▶ [RECORDS SHOWN]
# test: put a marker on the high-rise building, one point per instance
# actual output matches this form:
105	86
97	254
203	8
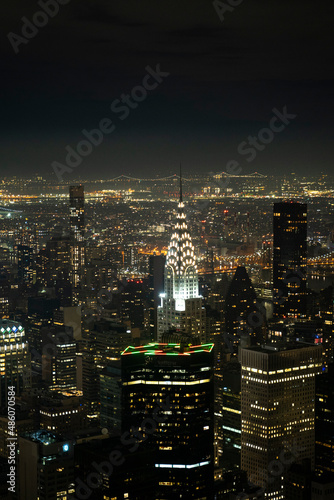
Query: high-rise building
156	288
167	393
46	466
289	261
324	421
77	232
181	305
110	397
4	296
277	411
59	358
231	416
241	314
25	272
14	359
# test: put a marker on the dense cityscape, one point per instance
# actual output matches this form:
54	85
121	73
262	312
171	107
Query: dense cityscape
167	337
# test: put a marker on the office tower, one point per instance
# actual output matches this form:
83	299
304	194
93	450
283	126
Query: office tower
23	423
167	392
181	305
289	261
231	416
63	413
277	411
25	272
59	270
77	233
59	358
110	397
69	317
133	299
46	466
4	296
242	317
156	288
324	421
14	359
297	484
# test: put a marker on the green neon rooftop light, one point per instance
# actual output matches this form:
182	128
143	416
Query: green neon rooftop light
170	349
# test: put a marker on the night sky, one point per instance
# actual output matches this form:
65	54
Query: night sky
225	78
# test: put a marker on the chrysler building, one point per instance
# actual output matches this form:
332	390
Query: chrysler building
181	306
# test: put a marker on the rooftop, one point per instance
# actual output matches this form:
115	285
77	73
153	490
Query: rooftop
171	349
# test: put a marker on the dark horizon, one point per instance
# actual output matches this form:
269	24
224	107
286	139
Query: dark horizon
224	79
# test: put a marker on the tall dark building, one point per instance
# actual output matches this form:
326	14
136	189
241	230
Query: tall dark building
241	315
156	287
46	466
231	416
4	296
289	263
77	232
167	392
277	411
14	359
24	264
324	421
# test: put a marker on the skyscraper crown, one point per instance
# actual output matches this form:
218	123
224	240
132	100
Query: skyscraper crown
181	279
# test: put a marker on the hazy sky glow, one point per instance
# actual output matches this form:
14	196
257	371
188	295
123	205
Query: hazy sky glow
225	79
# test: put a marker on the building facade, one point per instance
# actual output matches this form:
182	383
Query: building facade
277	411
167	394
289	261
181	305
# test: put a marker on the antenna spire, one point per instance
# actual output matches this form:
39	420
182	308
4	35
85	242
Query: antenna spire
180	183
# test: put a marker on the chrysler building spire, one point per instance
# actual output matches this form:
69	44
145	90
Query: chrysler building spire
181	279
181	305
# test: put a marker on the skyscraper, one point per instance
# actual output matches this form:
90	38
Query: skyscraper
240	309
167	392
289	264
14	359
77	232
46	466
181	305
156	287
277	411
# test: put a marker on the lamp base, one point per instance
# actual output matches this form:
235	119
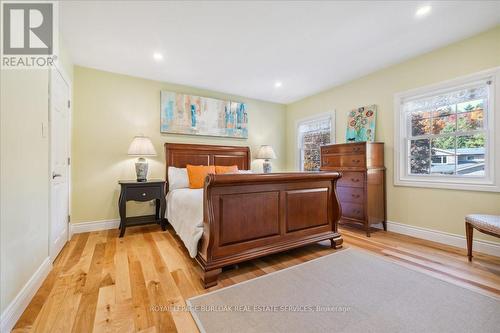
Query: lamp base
* * *
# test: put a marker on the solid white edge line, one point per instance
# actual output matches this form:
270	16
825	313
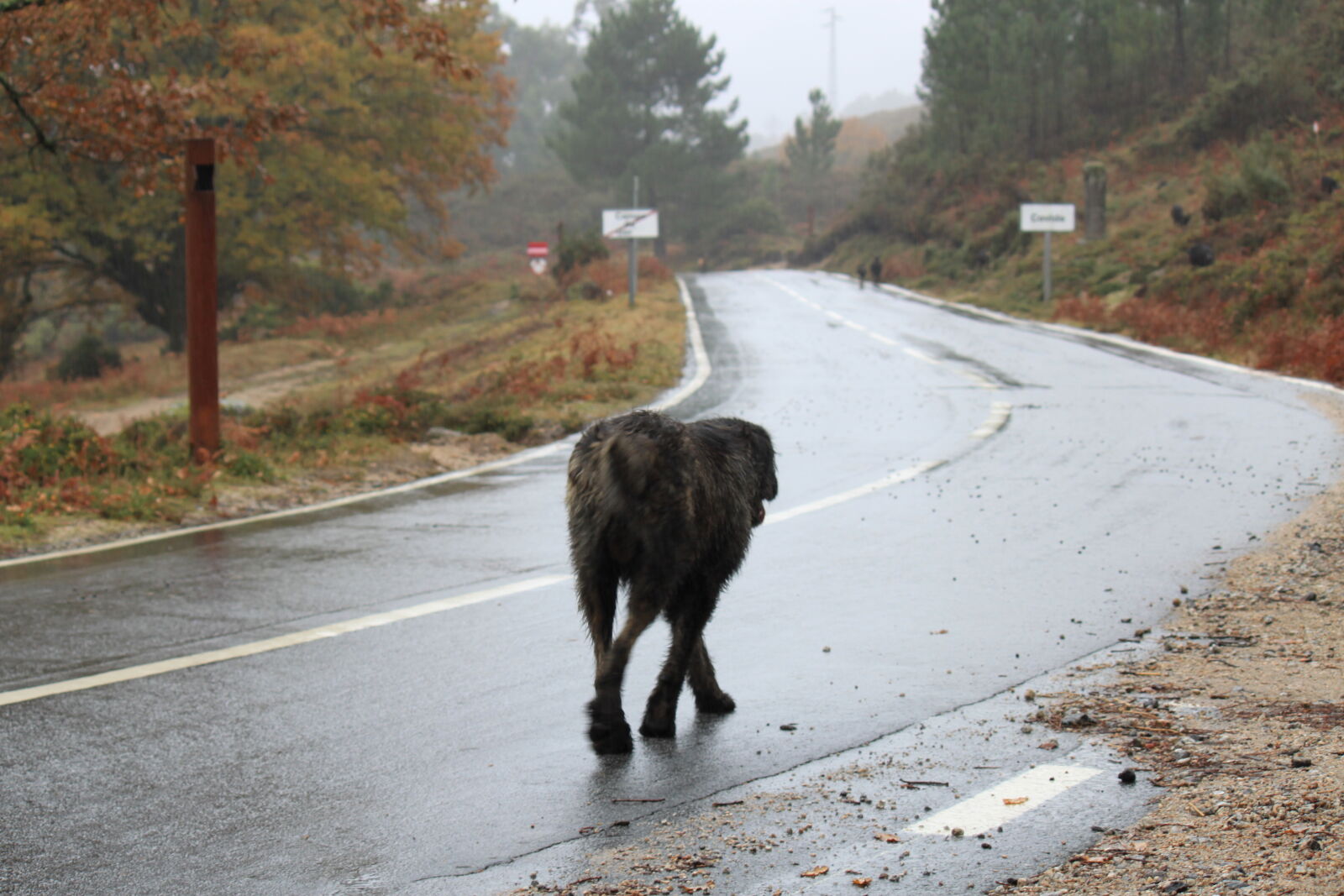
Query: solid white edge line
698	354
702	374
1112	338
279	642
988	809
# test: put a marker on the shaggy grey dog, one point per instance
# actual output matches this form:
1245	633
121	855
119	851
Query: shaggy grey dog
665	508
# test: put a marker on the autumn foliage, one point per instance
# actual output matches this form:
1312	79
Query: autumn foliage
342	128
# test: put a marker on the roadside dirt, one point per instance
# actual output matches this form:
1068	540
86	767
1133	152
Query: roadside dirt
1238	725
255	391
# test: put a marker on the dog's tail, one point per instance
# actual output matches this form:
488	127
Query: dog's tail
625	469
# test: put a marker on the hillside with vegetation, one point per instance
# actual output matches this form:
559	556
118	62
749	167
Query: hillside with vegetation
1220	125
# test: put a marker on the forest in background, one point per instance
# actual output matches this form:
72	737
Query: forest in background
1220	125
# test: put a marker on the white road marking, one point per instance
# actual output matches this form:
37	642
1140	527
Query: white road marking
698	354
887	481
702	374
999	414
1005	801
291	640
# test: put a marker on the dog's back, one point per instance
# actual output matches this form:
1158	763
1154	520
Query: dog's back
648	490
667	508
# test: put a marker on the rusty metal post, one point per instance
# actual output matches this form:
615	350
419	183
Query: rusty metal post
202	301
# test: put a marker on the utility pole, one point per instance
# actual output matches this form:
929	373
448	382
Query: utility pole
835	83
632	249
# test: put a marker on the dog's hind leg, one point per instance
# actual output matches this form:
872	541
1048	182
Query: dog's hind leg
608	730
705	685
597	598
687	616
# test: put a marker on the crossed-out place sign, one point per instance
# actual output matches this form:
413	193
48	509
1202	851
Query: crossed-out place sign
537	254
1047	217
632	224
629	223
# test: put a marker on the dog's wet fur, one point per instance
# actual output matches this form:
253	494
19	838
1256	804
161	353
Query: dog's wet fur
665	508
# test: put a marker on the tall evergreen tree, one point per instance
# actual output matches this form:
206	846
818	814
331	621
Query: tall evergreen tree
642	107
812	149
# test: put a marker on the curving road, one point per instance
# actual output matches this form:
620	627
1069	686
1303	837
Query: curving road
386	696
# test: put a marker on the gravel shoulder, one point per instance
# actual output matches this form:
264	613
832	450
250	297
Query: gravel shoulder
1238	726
* * *
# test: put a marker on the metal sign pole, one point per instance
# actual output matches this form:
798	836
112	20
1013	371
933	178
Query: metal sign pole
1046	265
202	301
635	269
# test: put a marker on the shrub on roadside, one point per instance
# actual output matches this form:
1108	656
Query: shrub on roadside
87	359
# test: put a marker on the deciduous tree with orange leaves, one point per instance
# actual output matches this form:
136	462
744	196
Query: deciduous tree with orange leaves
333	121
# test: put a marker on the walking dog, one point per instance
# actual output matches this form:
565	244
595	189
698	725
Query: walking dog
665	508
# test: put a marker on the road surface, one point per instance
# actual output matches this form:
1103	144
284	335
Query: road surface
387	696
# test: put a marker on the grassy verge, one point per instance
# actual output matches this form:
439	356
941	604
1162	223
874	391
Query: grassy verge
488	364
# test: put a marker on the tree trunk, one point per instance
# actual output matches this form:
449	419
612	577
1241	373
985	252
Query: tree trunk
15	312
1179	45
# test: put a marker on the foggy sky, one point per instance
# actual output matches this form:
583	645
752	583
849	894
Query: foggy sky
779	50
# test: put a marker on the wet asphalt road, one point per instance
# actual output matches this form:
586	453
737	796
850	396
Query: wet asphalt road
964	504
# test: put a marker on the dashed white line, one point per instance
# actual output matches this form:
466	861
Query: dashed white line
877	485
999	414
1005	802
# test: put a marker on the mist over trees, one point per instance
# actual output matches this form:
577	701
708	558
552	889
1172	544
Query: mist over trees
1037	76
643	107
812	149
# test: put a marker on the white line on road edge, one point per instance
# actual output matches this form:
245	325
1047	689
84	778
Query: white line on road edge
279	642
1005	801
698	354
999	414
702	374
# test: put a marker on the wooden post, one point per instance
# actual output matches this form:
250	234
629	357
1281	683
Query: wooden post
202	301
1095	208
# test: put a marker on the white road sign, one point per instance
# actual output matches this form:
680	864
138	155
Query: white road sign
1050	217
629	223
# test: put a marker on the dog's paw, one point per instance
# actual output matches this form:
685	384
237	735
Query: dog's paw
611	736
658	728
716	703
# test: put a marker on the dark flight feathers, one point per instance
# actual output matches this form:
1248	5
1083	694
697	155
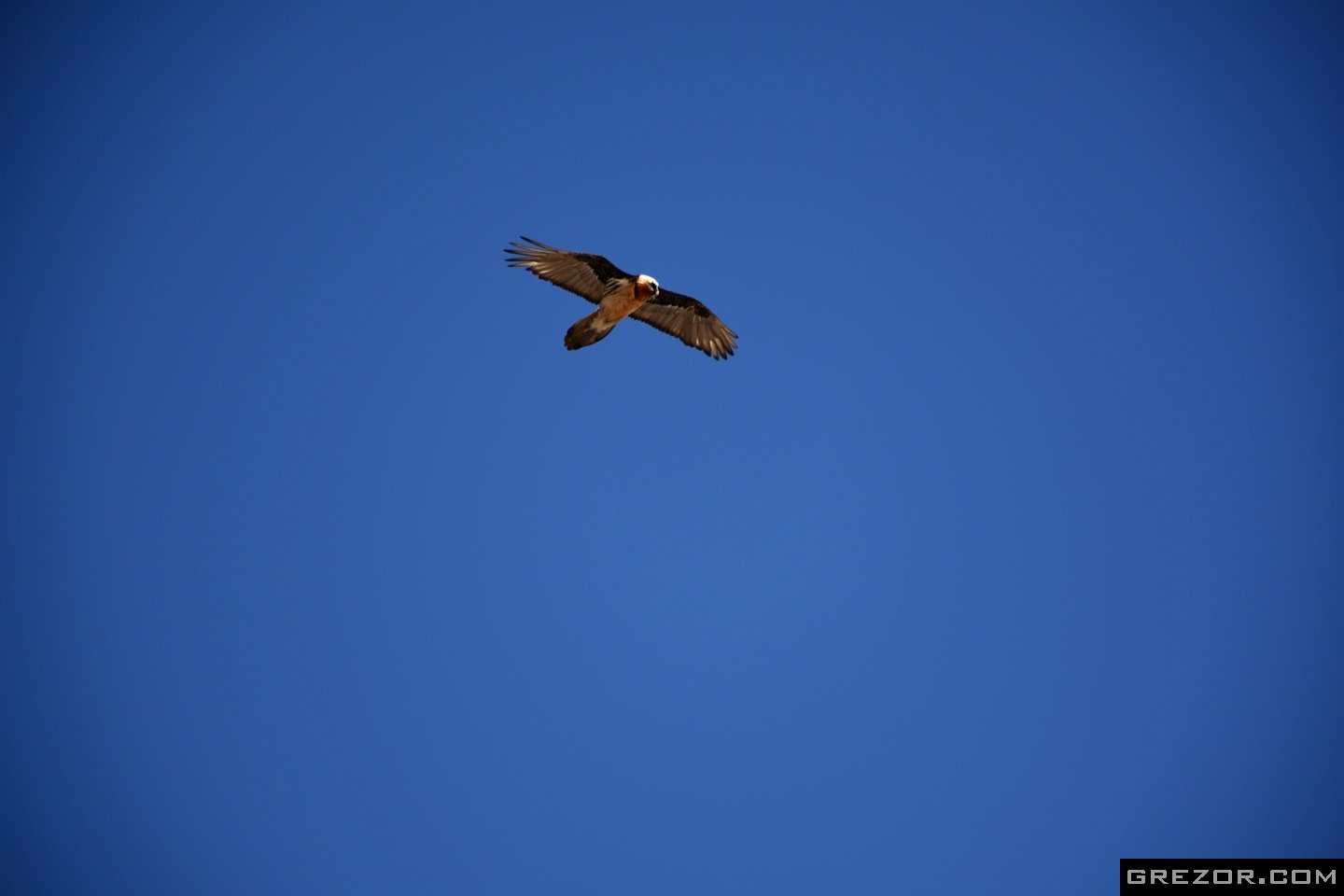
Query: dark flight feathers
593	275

▶ [DIRECTIONS]
Extract every line of the records above that contains the word "white", treating uppercase and lowercase letters as distinct.

▶ [RESPONSE]
# test: put a marker on the solid white edge line, one point per instance
Query: solid white edge line
# test: put a marker on the white road marking, one point per instance
Query: white road marking
# test: put a marker on the dashed white line, one point per instance
Query: dashed white line
# test: put a marker on the white line on road edge, one point per instance
Query: white line on road edge
# test: put a marker on the white road sign, one point per instance
Query: white road sign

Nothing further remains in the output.